----- TEXTO PARA LEITURA -----

Canudos, Bahia - 2009/2010

112 anos após a guerra, estamos no vilarejo de Canudos Velho.

A viagem é fruto de um projeto musical de três meses que envolve os grupos musicais tradicionais da região, bandas de pífanos e trio de forró com sanfona oito baixos.
Nosso grupo, Mulungu, viaja por essas "varedas" do sertão baiano e redescobre um lugar incrível.
Aqui algumas histórias que temos para contar...

sexta-feira, 15 de janeiro de 2010

histórias verídicas das varedas: zabumba do céu

- Quando eu era moleque, tava cuidando da roça de arroz de meu avô mais meu primo e quando deu 12 horas escutemos um toque de zabumba vindo lá do céu.
E nóis moleque, não sabia ainda, e saímos é tocando zabumba junto. Era um bendito e de um toque bem feito, bem tocado, certinho no compasso.
Eram os anjos que tocavam.
E mais gente já ouviu também, não é não, Olimpio?
- E é! Eu mesmo já ouvi.
- Eta musica boa danada!

o trabalho das mulheres


penélopes dos povos de dentro

elas tecem o tempo todo e a rede de pesca para a temporada.
não há mar, mas os maridos pescam no açude. e a rede se desfaz.
depois, é remendar e refazer. e o tecer se refaz.

culinária sertaneja: bode, comida de macho



em canudos, come-se bode. e como já faz um certo tempo, chamam de tradição.
sob esse nome, algumas práticas tendem a ser defendidas como algo necessariamente positivo. e com isso, cria-se a ilusão de resistência.


mas nem tudo. não me lembro de ninguém que tenha, em qualquer época, defendido o canibalismo de nossos índios como uma tradição a ser preservada.
certas tradições não devem ser defendidas.

os bodes e cabras parecem ter uma vida boa e tranquila em pequenos vilarejos como canudos velho. são criados soltos, reproduzem-se naturalmente etc. mas têm uma vida curtíssima: entre um ano e meio e dois anos. esses animais chegam, se têm uma vida normal, até os 25 anos de idade, disse-me seu olímpio, morador do lugar. isso significa que eles vivem menos de dez por cento de sua vida, se fossem homens, seria como se vivessem por seis ou sete anos apenas.

-----

EXERCÍCIO PROPOSTO -> Copie novamente o trecho do relato sobre Canudos que vai de "E mais gente" até "para a temporada.", inclusive, e troque "temporada" por "estação". Não é preciso consultar o material.

----- MATERIAL APRESENTADO -----

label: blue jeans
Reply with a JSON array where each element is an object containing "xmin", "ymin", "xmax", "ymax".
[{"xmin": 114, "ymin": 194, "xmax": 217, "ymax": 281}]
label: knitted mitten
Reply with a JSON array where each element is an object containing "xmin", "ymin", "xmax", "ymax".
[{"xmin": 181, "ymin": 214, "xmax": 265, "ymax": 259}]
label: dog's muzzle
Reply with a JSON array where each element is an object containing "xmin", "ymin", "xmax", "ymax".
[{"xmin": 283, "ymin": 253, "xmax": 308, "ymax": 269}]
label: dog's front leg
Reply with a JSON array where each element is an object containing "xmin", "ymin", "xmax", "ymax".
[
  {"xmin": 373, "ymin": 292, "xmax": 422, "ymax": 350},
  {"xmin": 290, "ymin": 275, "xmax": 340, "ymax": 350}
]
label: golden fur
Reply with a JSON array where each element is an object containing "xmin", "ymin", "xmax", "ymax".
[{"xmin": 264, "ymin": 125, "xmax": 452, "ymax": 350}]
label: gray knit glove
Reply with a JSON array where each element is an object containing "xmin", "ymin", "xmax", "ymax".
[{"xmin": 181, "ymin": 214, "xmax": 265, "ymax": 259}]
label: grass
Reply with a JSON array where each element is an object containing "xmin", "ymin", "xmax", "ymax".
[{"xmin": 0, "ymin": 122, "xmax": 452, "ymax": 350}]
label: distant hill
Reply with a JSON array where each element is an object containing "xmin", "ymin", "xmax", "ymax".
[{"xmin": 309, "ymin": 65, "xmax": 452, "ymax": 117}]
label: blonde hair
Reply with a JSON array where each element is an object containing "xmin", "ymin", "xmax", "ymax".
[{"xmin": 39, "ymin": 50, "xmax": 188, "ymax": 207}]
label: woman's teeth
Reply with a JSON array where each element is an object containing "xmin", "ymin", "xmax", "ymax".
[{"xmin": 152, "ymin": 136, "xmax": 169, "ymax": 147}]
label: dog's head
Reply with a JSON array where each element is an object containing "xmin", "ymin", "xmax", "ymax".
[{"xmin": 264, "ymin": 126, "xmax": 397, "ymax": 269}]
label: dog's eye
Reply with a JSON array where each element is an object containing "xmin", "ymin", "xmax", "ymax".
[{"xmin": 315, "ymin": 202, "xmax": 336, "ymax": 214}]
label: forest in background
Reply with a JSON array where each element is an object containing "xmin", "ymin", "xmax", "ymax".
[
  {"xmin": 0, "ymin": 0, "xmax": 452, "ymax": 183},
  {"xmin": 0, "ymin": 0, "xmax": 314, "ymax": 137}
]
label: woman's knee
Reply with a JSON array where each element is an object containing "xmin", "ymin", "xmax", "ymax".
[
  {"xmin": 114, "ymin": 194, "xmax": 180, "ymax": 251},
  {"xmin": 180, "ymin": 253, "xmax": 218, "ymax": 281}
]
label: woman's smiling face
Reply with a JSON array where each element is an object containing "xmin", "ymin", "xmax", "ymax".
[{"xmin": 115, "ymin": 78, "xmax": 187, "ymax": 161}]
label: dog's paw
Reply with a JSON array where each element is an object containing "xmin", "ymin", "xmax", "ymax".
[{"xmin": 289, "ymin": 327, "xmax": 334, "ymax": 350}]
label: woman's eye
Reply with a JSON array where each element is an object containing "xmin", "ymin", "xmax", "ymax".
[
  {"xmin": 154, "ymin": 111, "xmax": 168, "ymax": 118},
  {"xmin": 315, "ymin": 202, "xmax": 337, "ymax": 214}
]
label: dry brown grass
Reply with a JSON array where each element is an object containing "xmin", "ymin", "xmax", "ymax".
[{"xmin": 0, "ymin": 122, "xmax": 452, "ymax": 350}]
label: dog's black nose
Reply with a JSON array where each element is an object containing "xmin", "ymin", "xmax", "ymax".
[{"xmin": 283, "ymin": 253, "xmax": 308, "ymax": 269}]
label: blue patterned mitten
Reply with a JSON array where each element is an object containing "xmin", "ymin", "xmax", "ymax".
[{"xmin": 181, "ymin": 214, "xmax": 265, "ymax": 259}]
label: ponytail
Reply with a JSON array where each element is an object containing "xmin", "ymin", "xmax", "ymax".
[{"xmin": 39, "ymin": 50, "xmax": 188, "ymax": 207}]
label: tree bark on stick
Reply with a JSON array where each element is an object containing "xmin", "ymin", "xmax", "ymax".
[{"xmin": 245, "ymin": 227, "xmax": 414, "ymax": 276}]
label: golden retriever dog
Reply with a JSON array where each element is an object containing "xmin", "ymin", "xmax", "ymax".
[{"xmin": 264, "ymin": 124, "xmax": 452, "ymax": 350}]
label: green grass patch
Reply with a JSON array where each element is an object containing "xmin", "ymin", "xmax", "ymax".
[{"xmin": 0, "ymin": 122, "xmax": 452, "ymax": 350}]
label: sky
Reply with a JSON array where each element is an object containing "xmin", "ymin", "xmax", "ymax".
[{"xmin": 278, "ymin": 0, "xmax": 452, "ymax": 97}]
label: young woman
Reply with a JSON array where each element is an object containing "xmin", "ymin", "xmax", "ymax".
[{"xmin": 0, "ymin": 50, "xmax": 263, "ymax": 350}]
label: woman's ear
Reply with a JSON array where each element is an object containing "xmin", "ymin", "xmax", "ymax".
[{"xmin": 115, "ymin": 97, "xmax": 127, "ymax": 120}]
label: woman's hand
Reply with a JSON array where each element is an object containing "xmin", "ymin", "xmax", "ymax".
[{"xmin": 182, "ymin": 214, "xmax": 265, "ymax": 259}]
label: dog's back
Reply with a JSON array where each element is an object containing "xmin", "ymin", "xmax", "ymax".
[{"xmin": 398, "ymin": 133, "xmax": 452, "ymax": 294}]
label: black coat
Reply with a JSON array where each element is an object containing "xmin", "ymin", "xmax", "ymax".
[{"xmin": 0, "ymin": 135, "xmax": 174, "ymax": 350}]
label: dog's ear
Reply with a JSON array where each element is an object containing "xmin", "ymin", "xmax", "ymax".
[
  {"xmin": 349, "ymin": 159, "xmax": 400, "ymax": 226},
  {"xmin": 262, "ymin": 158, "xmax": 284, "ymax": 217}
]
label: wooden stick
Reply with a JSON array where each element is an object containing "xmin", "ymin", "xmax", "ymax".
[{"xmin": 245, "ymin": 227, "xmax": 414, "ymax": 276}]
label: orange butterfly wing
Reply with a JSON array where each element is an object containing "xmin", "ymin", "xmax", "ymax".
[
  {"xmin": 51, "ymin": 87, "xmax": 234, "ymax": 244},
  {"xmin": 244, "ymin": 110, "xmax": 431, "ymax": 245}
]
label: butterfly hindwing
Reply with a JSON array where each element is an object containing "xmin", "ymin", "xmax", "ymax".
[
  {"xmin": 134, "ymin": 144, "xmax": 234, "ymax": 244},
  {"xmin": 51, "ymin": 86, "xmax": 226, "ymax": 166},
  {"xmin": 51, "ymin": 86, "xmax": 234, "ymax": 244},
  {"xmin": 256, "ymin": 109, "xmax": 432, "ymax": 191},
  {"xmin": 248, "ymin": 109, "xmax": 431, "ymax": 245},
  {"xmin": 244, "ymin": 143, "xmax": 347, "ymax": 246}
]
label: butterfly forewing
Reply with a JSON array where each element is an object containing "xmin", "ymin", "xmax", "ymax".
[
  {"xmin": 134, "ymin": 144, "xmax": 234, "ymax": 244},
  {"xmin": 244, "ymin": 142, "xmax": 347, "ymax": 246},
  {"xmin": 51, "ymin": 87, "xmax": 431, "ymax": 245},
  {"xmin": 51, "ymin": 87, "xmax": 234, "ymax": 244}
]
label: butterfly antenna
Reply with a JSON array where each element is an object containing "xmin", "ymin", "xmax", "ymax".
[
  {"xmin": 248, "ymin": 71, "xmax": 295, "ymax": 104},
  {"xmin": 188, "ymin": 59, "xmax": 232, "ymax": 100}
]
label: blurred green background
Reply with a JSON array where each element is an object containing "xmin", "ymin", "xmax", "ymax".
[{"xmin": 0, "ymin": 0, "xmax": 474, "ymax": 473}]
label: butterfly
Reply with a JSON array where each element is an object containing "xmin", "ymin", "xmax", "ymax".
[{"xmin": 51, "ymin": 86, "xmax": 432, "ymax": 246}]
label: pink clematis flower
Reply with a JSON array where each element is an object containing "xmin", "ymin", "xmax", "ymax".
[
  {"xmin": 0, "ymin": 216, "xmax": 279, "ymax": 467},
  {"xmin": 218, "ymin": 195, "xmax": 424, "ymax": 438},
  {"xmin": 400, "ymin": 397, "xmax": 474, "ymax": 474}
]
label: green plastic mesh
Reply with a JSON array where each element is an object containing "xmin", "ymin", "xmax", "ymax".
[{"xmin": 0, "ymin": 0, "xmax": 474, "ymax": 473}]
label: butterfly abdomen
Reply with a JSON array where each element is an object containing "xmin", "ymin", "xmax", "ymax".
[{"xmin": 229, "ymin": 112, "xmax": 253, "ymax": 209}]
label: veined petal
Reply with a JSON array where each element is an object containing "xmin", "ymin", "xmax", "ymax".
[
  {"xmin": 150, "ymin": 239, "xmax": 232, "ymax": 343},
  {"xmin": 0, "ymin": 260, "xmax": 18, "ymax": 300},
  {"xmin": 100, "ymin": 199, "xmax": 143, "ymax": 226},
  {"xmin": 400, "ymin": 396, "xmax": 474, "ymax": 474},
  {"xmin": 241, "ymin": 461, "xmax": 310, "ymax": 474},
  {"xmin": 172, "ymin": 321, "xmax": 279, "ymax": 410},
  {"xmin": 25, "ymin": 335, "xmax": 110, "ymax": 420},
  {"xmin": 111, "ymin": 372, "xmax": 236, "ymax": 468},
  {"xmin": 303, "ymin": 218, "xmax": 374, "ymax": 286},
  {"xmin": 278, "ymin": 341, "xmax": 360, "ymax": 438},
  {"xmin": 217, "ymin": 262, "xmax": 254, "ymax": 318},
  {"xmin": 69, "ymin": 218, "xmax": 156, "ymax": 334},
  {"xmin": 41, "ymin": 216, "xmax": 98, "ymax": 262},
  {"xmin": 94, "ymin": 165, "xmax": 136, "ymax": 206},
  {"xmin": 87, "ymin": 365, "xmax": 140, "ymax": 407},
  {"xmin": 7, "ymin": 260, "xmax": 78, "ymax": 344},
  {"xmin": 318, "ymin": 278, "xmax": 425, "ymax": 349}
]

-----

RESOLUÇÃO DO EXERCÍCIO ->
E mais gente já ouviu também, não é não, Olimpio?
- E é! Eu mesmo já ouvi.
- Eta musica boa danada!

o trabalho das mulheres


penélopes dos povos de dentro

elas tecem o tempo todo e a rede de pesca para a estação.